# Passage:
++++++++++++++++++++
A basis for convergence and closure?

After a few comments, I outline below a possible scenario by which
we may reach convergence and closure for the datatyping challenge.

I've tried to state questions, actions, and decisions explicitly
so that we can assess to some degree whether there would be
consensus about such a scenario.

[Please read it slowly, and count to ten before posting any
 replies...  you all should know by now how first readings
 of my posts can be misleading...  ;-) and please read all of
 it before firing off comments on idividual points which
 may be clarified further on or may become clear on a second
 reading... Thanks]

> ... I could live with S-P only. Again, CC/PP and DAML folks
> might oppose trashing S-B. I wouldn't like disposing of S-A completely
> just for the reason that S-A supports datatyping decoupled from lexical
> representation, and S-P does not. However, I could live without S-A and
> without S-B.

That's good news, as I think it means we are reaching
that much craved convergence.

I agree that the S-P/TDL-local idiom is the least problemmatic
of the lot.

We do, however, have to have a global/implicit idiom, or else
we can't express constraints/expectations on datatypes for
property values.

So we need either TDL-global or S-B, or something like that.

Jeremy's revised global idiom based on S-P/TDL-local, making
rdf:type optional seems the most promising.

Per Pat's latest comments about the interpretation of literals
in the S-B/TDL-global idiom, perhaps we can get round them
by just dropping those idioms entirely.

That said.....

--


It seems that, from all the past couple of weeks discussions,
there are the following characteristics on folks wish lists
(this is a partial recap of some of the desiderada):

1. A working MT (duh ;-)
++++++++++++++++++++
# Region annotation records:
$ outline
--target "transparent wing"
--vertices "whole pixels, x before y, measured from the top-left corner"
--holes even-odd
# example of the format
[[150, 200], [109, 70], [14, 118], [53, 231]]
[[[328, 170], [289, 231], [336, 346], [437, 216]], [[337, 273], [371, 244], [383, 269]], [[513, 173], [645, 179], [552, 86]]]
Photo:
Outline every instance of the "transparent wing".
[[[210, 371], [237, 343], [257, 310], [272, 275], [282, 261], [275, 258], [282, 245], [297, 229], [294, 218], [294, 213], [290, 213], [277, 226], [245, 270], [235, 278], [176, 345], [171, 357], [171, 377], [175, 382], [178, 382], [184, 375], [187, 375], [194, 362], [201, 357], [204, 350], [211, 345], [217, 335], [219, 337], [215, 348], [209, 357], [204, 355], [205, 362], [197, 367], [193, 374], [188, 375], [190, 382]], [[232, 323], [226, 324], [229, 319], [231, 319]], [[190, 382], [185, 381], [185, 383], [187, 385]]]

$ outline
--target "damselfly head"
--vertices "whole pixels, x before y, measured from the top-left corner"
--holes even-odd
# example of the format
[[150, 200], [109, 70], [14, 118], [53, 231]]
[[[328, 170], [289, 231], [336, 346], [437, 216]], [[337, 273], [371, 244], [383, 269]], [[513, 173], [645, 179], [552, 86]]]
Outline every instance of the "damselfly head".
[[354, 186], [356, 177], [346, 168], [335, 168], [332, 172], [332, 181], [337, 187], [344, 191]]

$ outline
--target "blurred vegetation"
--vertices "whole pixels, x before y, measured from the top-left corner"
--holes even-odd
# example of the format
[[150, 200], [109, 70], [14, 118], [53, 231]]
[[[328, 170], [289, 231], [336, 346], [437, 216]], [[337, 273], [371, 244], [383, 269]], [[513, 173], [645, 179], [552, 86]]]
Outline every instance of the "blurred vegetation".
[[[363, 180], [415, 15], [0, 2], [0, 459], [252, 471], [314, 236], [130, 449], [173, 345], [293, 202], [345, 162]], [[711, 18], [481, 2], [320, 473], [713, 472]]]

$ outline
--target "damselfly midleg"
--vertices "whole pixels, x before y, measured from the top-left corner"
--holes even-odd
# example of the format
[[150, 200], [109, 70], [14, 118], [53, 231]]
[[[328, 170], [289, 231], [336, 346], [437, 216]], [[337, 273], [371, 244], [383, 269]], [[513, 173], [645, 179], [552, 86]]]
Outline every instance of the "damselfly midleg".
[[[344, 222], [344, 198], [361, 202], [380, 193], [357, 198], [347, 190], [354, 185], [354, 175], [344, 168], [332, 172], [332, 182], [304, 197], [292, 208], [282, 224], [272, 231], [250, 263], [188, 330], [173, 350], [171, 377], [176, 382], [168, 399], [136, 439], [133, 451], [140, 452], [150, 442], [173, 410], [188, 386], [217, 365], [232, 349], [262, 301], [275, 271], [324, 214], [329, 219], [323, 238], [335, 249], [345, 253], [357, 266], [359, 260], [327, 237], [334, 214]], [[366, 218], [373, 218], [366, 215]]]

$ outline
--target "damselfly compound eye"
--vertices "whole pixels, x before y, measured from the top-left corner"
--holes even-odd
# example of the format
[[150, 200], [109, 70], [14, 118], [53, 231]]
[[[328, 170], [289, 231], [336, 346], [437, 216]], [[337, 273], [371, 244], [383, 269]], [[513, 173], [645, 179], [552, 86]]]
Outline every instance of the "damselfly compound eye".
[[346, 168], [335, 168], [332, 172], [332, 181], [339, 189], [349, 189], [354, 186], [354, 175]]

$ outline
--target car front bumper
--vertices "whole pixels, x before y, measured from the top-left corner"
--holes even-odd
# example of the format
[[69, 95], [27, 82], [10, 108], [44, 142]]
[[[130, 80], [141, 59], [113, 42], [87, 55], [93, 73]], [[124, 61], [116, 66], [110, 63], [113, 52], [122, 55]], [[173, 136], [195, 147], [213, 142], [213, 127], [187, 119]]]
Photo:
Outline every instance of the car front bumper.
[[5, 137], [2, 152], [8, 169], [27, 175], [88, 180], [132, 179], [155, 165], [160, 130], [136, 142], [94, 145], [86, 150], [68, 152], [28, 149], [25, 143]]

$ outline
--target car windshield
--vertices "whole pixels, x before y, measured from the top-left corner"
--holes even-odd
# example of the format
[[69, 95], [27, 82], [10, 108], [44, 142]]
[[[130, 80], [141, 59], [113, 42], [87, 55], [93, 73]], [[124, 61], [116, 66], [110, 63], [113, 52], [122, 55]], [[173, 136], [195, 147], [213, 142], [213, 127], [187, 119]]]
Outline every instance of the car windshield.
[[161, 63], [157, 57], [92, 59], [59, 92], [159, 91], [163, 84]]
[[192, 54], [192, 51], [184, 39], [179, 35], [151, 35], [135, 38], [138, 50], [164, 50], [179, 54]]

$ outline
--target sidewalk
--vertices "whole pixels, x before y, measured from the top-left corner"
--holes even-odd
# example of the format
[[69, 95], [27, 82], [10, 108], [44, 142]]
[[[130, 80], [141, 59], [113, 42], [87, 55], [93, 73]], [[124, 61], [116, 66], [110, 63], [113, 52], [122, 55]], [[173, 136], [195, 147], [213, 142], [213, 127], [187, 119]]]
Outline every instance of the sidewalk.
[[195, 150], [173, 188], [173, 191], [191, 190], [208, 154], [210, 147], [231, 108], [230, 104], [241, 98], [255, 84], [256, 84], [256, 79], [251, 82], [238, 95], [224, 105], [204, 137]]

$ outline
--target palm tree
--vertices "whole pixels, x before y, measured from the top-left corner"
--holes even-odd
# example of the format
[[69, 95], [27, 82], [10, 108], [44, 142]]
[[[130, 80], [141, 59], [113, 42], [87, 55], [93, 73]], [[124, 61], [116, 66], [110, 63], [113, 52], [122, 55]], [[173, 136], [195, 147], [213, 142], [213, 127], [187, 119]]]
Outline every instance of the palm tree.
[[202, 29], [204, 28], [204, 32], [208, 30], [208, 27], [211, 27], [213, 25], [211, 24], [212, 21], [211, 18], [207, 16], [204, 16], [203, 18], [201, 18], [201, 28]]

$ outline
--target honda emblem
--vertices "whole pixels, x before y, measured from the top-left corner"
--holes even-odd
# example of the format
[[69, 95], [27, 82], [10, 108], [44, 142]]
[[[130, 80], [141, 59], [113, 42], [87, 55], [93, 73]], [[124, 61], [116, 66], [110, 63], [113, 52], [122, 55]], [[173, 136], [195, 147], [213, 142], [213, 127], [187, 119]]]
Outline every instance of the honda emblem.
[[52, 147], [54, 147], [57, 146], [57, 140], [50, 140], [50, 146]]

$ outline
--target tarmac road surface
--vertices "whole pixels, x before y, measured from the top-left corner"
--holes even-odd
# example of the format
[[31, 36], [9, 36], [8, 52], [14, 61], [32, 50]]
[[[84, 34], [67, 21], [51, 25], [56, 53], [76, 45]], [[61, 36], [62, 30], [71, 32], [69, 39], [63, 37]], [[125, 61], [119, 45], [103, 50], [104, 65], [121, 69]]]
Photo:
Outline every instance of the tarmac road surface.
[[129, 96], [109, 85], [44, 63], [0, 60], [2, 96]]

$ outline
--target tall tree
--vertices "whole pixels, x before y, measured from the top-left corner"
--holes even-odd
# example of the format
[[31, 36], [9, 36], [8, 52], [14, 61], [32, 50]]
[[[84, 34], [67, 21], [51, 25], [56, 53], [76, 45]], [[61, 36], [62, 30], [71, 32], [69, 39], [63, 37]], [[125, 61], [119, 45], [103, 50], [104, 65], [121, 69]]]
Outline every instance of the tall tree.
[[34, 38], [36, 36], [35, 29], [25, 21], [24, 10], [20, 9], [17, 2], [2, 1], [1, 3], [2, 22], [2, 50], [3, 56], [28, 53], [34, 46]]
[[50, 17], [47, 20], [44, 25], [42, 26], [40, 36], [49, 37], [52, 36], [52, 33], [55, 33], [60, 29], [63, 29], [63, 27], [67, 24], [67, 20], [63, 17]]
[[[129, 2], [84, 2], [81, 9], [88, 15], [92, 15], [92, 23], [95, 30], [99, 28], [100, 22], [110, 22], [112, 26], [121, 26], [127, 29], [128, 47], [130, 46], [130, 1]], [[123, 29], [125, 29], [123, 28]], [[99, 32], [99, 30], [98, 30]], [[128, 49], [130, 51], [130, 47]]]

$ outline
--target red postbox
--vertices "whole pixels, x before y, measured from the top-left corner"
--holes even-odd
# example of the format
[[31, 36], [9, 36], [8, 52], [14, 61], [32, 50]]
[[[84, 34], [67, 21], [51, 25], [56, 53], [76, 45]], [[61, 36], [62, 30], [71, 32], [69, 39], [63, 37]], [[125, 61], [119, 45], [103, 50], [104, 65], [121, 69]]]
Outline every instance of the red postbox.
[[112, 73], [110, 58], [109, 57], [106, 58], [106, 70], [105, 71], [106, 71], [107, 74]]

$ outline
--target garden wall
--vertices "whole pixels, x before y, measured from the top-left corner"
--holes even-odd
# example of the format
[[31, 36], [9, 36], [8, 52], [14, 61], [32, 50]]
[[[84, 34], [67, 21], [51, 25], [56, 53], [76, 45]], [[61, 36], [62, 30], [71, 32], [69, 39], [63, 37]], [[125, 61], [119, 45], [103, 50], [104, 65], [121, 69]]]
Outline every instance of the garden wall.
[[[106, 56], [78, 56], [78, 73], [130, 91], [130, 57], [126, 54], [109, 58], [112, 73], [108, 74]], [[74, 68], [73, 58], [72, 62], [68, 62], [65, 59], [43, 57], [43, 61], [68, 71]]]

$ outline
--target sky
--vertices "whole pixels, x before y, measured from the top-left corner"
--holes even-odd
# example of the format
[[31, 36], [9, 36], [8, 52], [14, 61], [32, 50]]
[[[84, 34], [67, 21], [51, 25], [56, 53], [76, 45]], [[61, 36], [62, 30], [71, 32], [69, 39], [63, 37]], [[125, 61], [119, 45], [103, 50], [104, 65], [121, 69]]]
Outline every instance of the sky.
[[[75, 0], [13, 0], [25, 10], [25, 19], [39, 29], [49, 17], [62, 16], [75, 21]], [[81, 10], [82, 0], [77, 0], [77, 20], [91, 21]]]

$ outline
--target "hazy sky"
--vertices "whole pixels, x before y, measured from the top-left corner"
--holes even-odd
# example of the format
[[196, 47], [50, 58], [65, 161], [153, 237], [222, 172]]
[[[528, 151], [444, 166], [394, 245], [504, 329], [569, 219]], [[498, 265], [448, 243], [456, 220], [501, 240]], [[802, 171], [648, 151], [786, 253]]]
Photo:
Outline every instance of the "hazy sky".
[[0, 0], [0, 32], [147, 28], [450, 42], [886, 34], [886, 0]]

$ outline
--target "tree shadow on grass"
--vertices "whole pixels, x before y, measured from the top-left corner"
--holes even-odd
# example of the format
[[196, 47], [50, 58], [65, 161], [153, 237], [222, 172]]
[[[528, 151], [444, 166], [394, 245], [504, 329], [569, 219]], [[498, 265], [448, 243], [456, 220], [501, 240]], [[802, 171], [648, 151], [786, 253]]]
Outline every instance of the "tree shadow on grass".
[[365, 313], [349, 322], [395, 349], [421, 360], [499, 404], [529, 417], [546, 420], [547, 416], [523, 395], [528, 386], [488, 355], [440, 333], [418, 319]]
++++++++++++++++++++
# Exercises to complete:
- A) Rewrite the part of the datatyping post starting with "We do, however, have" and going on through "something like that.", substituting "data types" for "datatypes".
- B) Collect every line of the records that contains the string "hazy", treating uppercase and lowercase as different.

# Task-by-task results:
- A)
We do, however, have to have a global/implicit idiom, or else
we can't express constraints/expectations on data types for
property values.

So we need either TDL-global or S-B, or something like that.

- B)
--target "hazy sky"
Outline every instance of the "hazy sky".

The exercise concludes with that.